▸ Goal: Rewrite all of the data below, substituting "exterior" for "background" wherever it occurs and keeping everything else unchanged. Leave the pictures out of your answer.

▸ Provided records:
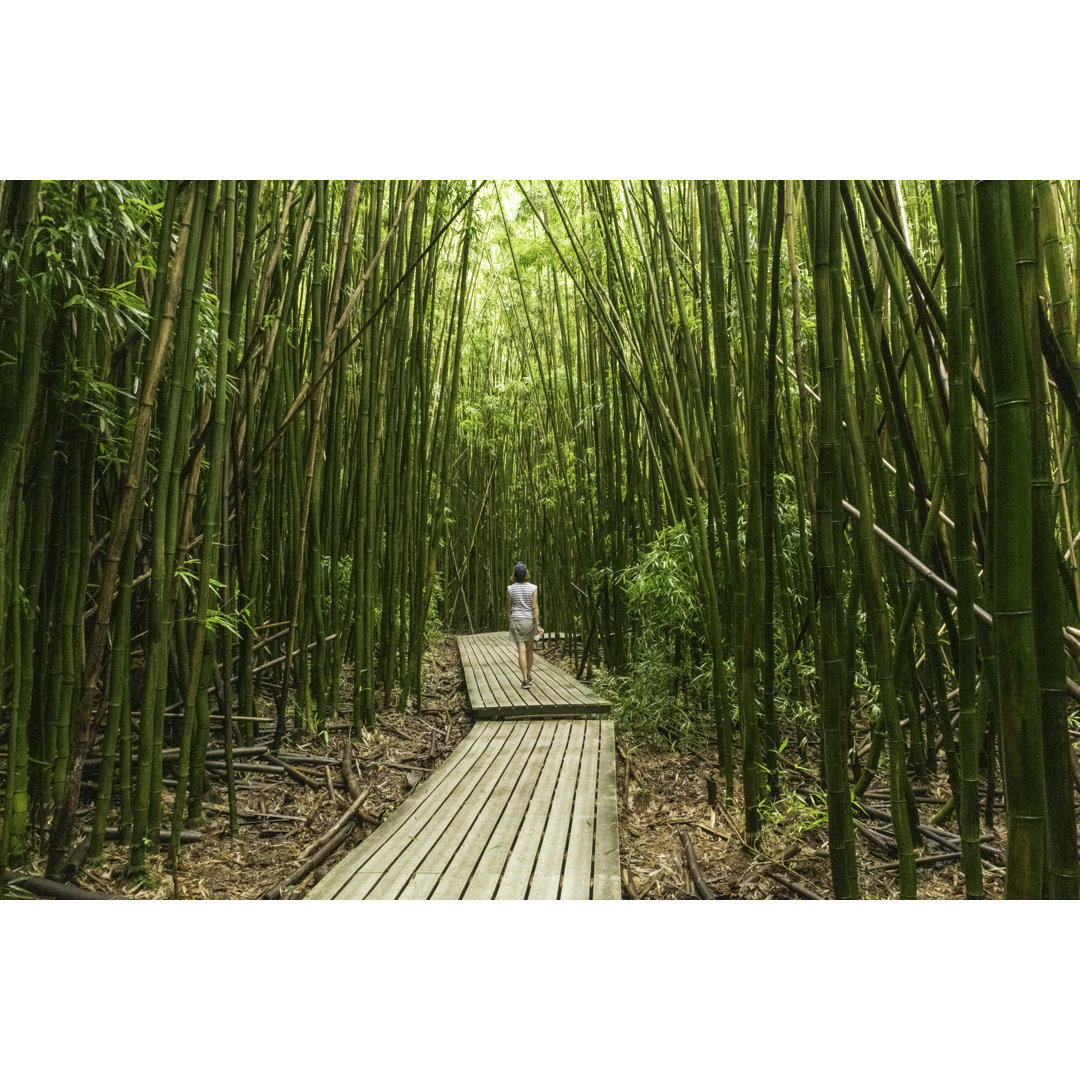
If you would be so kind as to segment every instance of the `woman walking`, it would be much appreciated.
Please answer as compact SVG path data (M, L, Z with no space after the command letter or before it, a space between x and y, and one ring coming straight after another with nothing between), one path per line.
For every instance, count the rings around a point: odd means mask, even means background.
M528 575L524 563L515 563L514 580L507 585L507 619L510 622L510 639L517 646L523 690L532 687L532 644L543 635L537 586L525 580Z

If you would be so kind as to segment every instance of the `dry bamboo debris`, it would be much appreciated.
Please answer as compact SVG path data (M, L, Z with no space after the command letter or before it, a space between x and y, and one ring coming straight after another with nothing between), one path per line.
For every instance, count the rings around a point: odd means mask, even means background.
M83 825L83 833L92 833L94 829L93 825ZM167 843L173 838L172 829L162 828L158 832L158 838L162 843ZM180 843L198 843L203 838L203 834L194 828L183 828L180 829ZM105 829L105 839L107 840L119 840L120 829L116 825L109 825Z
M300 853L301 864L288 874L282 881L273 886L264 894L264 900L282 900L285 890L289 886L298 885L313 869L322 865L338 848L345 843L349 834L356 827L354 815L360 814L361 804L367 798L370 789L360 793L353 800L352 806L325 832L318 840L308 845Z
M778 882L779 885L782 885L785 889L789 889L797 896L801 896L804 900L825 899L824 896L821 896L816 892L814 892L813 889L809 889L806 886L801 886L797 881L793 881L791 878L785 877L783 874L780 874L778 870L771 869L768 866L762 867L761 873L766 877L772 878L772 880Z
M118 893L93 892L90 889L68 885L66 881L54 881L52 878L21 874L17 870L5 870L3 880L8 888L21 889L23 892L48 900L127 900Z
M874 806L867 806L864 807L864 809L872 818L876 818L878 821L888 822L890 826L892 825L892 815L888 811ZM926 839L931 840L940 847L948 848L950 851L955 852L961 851L960 837L956 833L949 833L944 828L936 828L933 825L923 825L921 823L916 825L913 822L912 825L913 828L917 828ZM863 832L863 829L860 829L860 832ZM990 834L986 833L981 834L980 839L985 840L989 835ZM997 866L1004 865L1004 856L997 848L993 848L988 843L981 842L978 845L978 851L983 859L987 862L994 863ZM895 848L893 848L893 852L895 852Z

▸ Final result:
If you would be so kind as to segment every instance of the `woman walking`, it would be much appreciated.
Please answer as compact SVG path data (M, L, Z with no space after the command letter or before it, a space between x and y, and one ring coming straight after another with nothing between), one path per line.
For every instance, count the rings around a point: odd means mask, even means exterior.
M528 575L524 563L515 563L514 580L507 585L507 619L510 622L510 639L517 646L523 690L532 687L532 644L543 635L537 586L525 580Z

If you would be so kind as to segment every instance of the `dry bamboo debris`, it would be much appreciated.
Please answer as compact SVG path data (M, L, Z with no space after the command letter or before it, a space between x and y, and one ring coming straight after another with nothing between), one path per line.
For every instance, count the rings around a point: odd means mask, even means exterior.
M83 825L83 833L92 833L94 829L93 825ZM167 843L173 838L172 829L162 828L158 832L158 838L162 843ZM180 843L198 843L203 838L203 834L194 828L183 828L180 829ZM105 829L105 839L107 840L119 840L120 829L116 825L109 825Z
M300 853L301 864L288 874L282 881L273 886L264 894L264 900L282 900L285 890L289 886L298 885L313 869L322 865L338 848L345 843L349 834L356 827L354 815L360 814L361 804L367 798L370 789L360 793L353 800L352 806L325 832L318 840L308 845Z
M778 882L779 885L782 885L785 889L789 889L797 896L801 896L804 900L825 899L824 896L821 896L816 892L814 892L813 889L809 889L806 886L801 886L797 881L793 881L791 878L785 877L783 874L780 874L778 870L771 869L768 866L762 867L761 873L766 877L772 878L772 880Z
M118 893L93 892L90 889L68 885L66 881L54 881L52 878L21 874L17 870L5 870L3 880L8 888L21 889L23 892L48 900L127 900Z
M874 806L867 806L864 807L864 809L872 818L876 818L878 821L888 822L890 826L892 825L892 815L888 811ZM926 839L931 840L940 847L948 848L950 851L955 852L961 851L960 837L956 833L949 833L944 828L936 828L933 825L923 825L921 823L916 825L913 822L912 825L913 828L917 828ZM863 832L863 829L860 829L860 832ZM990 834L986 833L981 834L980 839L985 840L989 835ZM997 866L1004 865L1004 856L997 848L993 848L988 843L981 842L978 845L978 851L983 859L987 862L994 863ZM895 848L893 848L893 852L895 852Z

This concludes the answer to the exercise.